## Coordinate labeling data
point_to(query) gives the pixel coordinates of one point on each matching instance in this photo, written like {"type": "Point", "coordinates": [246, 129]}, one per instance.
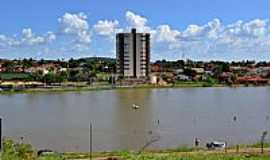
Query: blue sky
{"type": "Point", "coordinates": [195, 29]}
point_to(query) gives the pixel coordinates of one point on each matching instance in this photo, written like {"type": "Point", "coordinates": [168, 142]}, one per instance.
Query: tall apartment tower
{"type": "Point", "coordinates": [133, 54]}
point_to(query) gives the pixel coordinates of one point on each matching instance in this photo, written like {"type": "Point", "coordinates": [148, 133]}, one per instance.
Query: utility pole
{"type": "Point", "coordinates": [91, 141]}
{"type": "Point", "coordinates": [0, 134]}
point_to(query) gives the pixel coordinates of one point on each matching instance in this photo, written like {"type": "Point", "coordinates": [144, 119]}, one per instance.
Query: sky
{"type": "Point", "coordinates": [180, 29]}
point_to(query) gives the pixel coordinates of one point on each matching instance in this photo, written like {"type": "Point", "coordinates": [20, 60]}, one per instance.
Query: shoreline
{"type": "Point", "coordinates": [62, 89]}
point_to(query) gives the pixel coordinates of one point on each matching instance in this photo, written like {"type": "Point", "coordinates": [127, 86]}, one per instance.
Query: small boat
{"type": "Point", "coordinates": [134, 106]}
{"type": "Point", "coordinates": [216, 145]}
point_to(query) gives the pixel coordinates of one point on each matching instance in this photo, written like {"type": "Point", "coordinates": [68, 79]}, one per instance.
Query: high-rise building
{"type": "Point", "coordinates": [133, 54]}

## EXERCISE DIRECTIONS
Print each record exactly as it stands, leaving the images out.

## SOLUTION TO THIS EXERCISE
point_to(query) gives the pixel coordinates of one point on each matching instance in this photo, written like {"type": "Point", "coordinates": [246, 129]}, one per instance.
Query: blue sky
{"type": "Point", "coordinates": [195, 29]}
point_to(query) gives the pixel coordinates of one point on each matching instance in this photo, written like {"type": "Point", "coordinates": [168, 142]}, one per instance.
Query: tall apartment tower
{"type": "Point", "coordinates": [133, 54]}
point_to(query) gives the pixel coordinates of one point on each matching instance in this photo, written like {"type": "Point", "coordinates": [148, 133]}, one per instance.
Query: utility pole
{"type": "Point", "coordinates": [91, 141]}
{"type": "Point", "coordinates": [0, 134]}
point_to(query) gives the pixel coordinates of one point on each matching instance in this photo, written like {"type": "Point", "coordinates": [144, 119]}, one per instance.
Query: sky
{"type": "Point", "coordinates": [180, 29]}
point_to(query) gives the pixel coordinates of one point on each matching instance in this photo, written like {"type": "Point", "coordinates": [20, 60]}, one per instance.
Query: shoreline
{"type": "Point", "coordinates": [62, 89]}
point_to(query) gives the pixel coordinates of one point on each matching instance in this photo, written like {"type": "Point", "coordinates": [127, 86]}, one per instance.
Query: small boat
{"type": "Point", "coordinates": [134, 106]}
{"type": "Point", "coordinates": [216, 145]}
point_to(query) gives the pixel coordinates of one point on each matching instance in this photo, written like {"type": "Point", "coordinates": [68, 79]}, one per instance.
Query: high-rise building
{"type": "Point", "coordinates": [133, 54]}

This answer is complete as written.